START EXCERPT

Kyle Carlson, of Colfax, understands Gross’ frustration, but as a lobbyist for Planned Parenthood of the Heartland, the slow pace of the legislative process didn’t come as a surprise.
“Making good public policy takes time,” said Carlson, who will be 33 on Monday. It didn’t help that there were mixed signals about support for the panel’s recommendations and that the next session of the Legislature was dominated by flood recovery issues.
“Still I think we did a lot of good going around the state and making young people feel like they could be heard, that someone was listening,” he said.
One of the legislative successes, according to Jodi Grover, 30, who splits time between her job at Upper Iowa University in West Des Moines and rural Buchanan County, was passage of a law calling for more young Iowans on state boards and commissions.
“That gives us a different perspective,” she said.
Carlson and Rachel Dozark Judisch, of Lake View, think that bringing attention to underlying factors of why young professionals move out of Iowa, such as the high student debt load carried by Iowa graduates, may have been the most important take-away from the commission’s work.

END EXCERPT
START SOURCE INFORMATION

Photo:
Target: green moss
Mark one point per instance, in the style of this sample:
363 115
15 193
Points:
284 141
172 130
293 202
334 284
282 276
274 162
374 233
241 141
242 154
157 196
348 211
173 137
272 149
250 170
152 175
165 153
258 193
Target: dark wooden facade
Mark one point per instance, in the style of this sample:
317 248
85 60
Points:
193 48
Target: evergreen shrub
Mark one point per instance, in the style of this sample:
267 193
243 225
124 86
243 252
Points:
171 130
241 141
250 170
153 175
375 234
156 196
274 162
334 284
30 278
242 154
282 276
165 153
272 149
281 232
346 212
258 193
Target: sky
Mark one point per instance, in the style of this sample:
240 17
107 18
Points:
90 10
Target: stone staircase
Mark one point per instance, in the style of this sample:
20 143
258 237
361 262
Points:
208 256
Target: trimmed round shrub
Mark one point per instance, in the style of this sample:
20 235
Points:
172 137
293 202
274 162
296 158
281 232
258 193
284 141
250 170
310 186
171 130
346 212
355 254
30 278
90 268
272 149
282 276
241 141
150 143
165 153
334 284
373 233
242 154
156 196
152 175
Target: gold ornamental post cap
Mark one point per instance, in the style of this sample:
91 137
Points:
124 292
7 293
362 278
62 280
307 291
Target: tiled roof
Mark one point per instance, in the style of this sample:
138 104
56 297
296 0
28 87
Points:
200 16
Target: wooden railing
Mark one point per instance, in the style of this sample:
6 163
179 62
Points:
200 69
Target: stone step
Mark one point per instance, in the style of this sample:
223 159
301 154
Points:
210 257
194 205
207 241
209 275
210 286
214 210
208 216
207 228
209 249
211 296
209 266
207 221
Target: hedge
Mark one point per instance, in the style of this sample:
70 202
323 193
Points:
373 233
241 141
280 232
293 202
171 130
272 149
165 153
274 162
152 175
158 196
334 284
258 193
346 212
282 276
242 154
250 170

END SOURCE INFORMATION

### WORK INSTRUCTIONS
A - Please reproduce the excerpt on young Iowans word for word, starting with the words "Kyle Carlson, of" and stopping after "as a surprise.".
B - Name every person mentioned in the excerpt on young Iowans.

### SOLUTIONS
A -
Kyle Carlson, of Colfax, understands Gross’ frustration, but as a lobbyist for Planned Parenthood of the Heartland, the slow pace of the legislative process didn’t come as a surprise.

B -
Kyle Carlson
Gross
Jodi Grover
Rachel Dozark Judisch